12 Security Principles for Securing Devices

Data-in-transit protection

Data should be protected as it transits from the end user device to any services the end user device uses. IPsec VPNs provide the most standards-compliant way of doing this, but TLS VPNs or per-app TLS connections can also be used.

Formal assurance of this function to Foundation Grade against the appropriate Security Characteristic is strongly recommended.

Data-at-rest protection

Data stored on the device should be satisfactorily encrypted when the device is in its “rest” state. For always-on devices like smartphones, this is when the device is locked.

Formal assurance of this function to Foundation Grade against the appropriate Security Characteristic is strongly recommended.

Authentication

Each of the three types of authentication described here should be considered:

  • User to device: the user is only granted access to the device after successfully authenticating to the device.
  • User to service: The user is only able to access enterprise services after successfully authenticating to the service, via their device.
  • Device to service: Only devices which can authenticate to the enterprise are granted access.

Each stage of the authentication process should be designed to complement the others, as part of your organization’s authentication policy.

Secure boot

An unauthorised entity should not be able to modify the boot process of a device, and any attempt to do so should be detected.

Platform integrity and application sandboxing

The device can continue to operate securely despite potential compromise of an application or component within the platform, and you have the ability to restrict the capabilities of applications on the device.

Application allow list

The enterprise can define which applications are able to execute on the device, and these policies are robustly enforced on the device.

Malicious code detection and prevention

The device can detect, isolate and defeat malicious code which is present on the device.

§ **Records for the exercise**
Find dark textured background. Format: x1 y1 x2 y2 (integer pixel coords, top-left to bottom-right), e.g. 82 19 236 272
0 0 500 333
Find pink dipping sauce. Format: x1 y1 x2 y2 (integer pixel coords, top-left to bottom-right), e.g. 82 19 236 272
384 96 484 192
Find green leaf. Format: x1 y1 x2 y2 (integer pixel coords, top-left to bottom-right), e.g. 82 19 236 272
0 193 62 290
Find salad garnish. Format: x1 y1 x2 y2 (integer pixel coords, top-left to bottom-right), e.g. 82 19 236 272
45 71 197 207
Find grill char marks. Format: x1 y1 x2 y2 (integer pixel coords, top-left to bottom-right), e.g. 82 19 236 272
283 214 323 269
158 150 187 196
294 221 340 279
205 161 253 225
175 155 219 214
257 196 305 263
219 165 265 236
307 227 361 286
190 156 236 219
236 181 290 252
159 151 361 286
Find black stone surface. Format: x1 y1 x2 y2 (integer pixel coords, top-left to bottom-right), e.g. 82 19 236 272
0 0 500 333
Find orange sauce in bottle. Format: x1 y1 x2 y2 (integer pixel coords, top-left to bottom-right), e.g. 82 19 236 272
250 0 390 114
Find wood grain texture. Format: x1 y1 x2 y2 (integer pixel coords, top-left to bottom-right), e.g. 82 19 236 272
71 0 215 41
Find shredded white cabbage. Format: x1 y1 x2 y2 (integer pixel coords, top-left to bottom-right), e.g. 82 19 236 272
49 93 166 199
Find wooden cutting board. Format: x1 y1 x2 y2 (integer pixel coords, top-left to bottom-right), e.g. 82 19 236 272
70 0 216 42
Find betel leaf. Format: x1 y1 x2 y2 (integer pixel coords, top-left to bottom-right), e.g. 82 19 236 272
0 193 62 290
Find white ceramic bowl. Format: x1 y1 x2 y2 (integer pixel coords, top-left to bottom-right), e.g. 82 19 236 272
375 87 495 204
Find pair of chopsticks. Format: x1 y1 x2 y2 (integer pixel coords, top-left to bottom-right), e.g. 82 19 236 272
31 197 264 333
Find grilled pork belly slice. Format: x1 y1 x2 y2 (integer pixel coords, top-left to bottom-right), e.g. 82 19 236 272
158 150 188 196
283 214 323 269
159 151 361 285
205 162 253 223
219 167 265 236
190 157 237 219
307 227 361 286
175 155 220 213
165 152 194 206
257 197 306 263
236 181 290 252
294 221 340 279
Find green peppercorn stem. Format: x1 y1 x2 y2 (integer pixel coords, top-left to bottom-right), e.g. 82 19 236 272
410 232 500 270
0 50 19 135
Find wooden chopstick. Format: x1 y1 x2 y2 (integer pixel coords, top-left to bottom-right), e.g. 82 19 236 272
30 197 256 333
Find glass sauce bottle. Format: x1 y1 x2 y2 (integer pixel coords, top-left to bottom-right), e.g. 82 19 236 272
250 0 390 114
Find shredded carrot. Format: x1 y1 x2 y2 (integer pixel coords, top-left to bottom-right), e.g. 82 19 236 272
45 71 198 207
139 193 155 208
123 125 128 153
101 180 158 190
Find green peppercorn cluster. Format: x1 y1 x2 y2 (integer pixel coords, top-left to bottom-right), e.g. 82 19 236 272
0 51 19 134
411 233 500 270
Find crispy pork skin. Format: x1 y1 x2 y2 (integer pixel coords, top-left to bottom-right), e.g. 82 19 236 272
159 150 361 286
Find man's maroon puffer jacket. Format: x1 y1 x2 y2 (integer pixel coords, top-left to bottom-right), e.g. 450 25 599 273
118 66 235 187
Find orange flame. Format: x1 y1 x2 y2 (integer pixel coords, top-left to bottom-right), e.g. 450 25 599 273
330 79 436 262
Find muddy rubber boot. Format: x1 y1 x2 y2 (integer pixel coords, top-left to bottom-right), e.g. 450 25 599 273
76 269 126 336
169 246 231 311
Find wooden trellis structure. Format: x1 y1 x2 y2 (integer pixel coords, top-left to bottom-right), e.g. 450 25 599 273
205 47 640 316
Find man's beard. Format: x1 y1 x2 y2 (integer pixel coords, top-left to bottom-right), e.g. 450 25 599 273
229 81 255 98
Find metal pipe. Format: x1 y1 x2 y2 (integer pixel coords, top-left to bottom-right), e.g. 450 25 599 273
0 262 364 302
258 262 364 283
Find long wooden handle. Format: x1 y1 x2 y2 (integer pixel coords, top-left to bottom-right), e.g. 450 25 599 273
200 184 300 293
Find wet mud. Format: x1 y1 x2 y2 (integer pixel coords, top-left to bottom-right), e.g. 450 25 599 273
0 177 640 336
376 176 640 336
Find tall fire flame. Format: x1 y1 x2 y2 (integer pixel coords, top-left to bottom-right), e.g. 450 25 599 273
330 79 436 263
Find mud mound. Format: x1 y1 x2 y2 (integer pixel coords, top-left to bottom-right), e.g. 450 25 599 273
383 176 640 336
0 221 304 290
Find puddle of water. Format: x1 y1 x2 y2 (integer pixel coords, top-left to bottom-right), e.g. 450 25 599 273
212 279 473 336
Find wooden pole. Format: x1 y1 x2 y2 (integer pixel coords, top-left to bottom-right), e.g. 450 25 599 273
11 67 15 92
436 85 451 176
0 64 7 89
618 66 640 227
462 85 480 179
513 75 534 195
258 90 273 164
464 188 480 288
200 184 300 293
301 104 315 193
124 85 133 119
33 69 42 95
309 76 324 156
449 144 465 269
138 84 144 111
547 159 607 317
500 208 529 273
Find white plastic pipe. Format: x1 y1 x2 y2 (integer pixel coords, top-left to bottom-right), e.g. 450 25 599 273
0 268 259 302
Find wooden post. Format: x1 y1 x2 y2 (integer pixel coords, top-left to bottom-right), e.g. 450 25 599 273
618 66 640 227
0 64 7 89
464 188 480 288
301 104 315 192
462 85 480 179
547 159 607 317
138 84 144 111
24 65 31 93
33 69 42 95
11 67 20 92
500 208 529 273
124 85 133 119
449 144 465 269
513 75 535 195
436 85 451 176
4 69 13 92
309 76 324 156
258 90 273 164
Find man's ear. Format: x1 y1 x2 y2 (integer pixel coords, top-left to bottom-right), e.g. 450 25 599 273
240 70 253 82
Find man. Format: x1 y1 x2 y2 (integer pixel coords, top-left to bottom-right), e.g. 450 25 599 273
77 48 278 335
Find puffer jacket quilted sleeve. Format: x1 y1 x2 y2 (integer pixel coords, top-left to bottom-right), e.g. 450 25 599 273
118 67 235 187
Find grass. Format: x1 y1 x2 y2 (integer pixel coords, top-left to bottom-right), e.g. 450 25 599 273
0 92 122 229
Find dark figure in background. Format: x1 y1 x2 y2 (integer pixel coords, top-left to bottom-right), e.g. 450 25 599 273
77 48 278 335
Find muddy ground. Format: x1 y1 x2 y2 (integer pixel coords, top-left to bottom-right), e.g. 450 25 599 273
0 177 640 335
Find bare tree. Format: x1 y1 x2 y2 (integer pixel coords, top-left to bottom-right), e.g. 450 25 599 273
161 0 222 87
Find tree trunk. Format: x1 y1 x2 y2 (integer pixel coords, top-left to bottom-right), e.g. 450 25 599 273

§ **Task 1**
Duplicate the part of the device security principles between "Secure boot" and "enforced on the device.", inclusive.
§ **Task 2**
Set down word for word the lines of the records between the line holding "Find green peppercorn stem." and the line holding "258 262 364 283", inclusive.

§ **Exercise solution 1**
Secure boot

An unauthorised entity should not be able to modify the boot process of a device, and any attempt to do so should be detected.

Platform integrity and application sandboxing

The device can continue to operate securely despite potential compromise of an application or component within the platform, and you have the ability to restrict the capabilities of applications on the device.

Application allow list

The enterprise can define which applications are able to execute on the device, and these policies are robustly enforced on the device.

§ **Exercise solution 2**
Find green peppercorn stem. Format: x1 y1 x2 y2 (integer pixel coords, top-left to bottom-right), e.g. 82 19 236 272
410 232 500 270
0 50 19 135
Find wooden chopstick. Format: x1 y1 x2 y2 (integer pixel coords, top-left to bottom-right), e.g. 82 19 236 272
30 197 256 333
Find glass sauce bottle. Format: x1 y1 x2 y2 (integer pixel coords, top-left to bottom-right), e.g. 82 19 236 272
250 0 390 114
Find shredded carrot. Format: x1 y1 x2 y2 (integer pixel coords, top-left to bottom-right), e.g. 82 19 236 272
45 71 198 207
139 193 155 208
123 125 128 153
101 180 158 190
Find green peppercorn cluster. Format: x1 y1 x2 y2 (integer pixel coords, top-left to bottom-right), e.g. 82 19 236 272
0 51 19 134
411 233 500 270
Find crispy pork skin. Format: x1 y1 x2 y2 (integer pixel coords, top-left to bottom-right), e.g. 82 19 236 272
159 150 361 286
Find man's maroon puffer jacket. Format: x1 y1 x2 y2 (integer pixel coords, top-left to bottom-right), e.g. 450 25 599 273
118 66 235 187
Find orange flame. Format: x1 y1 x2 y2 (integer pixel coords, top-left to bottom-right), e.g. 450 25 599 273
330 79 436 262
Find muddy rubber boot. Format: x1 y1 x2 y2 (integer pixel coords, top-left to bottom-right), e.g. 450 25 599 273
76 269 126 336
169 246 231 311
Find wooden trellis structure. Format: x1 y1 x2 y2 (integer pixel coords, top-left to bottom-right), e.g. 450 25 599 273
205 47 640 316
Find man's beard. Format: x1 y1 x2 y2 (integer pixel coords, top-left to bottom-right), e.g. 450 25 599 273
229 81 255 98
Find metal pipe. Format: x1 y1 x2 y2 (integer pixel coords, top-left to bottom-right), e.g. 450 25 599 273
0 262 364 302
258 262 364 283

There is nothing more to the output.